**DESCRIPTION OF THE TASK**
Report every line in the records below that contains the string "evergreen", copying each such line in full. Case counts.

**THE INPUT**
Begin

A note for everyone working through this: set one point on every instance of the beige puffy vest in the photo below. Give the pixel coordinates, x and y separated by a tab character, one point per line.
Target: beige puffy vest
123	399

End
Begin

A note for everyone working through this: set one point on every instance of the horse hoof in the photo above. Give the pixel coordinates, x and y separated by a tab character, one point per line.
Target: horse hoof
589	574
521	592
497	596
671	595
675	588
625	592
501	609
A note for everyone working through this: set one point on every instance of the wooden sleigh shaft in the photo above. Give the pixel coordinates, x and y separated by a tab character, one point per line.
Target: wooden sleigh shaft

End
Begin

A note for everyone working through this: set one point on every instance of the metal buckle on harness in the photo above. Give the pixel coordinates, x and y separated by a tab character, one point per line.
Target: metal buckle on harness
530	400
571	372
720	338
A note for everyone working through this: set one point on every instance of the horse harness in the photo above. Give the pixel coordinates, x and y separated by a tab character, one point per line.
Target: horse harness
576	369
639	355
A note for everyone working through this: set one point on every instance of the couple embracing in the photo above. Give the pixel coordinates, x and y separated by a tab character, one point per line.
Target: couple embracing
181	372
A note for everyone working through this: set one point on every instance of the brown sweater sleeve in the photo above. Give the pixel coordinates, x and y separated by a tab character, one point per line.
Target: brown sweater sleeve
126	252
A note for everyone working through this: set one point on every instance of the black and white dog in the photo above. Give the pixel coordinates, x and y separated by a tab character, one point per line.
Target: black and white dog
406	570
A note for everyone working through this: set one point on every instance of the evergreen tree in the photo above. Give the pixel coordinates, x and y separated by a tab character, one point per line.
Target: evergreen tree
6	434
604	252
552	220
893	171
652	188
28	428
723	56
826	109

End

**SOLUTION FOR THIS EXERCISE**
A note for everyone working through this: set one point on every instance of the evergreen tree in the photo above. Give the pixel coordinates, x and y separated by a tab character, one point per line.
Target: evergreen tree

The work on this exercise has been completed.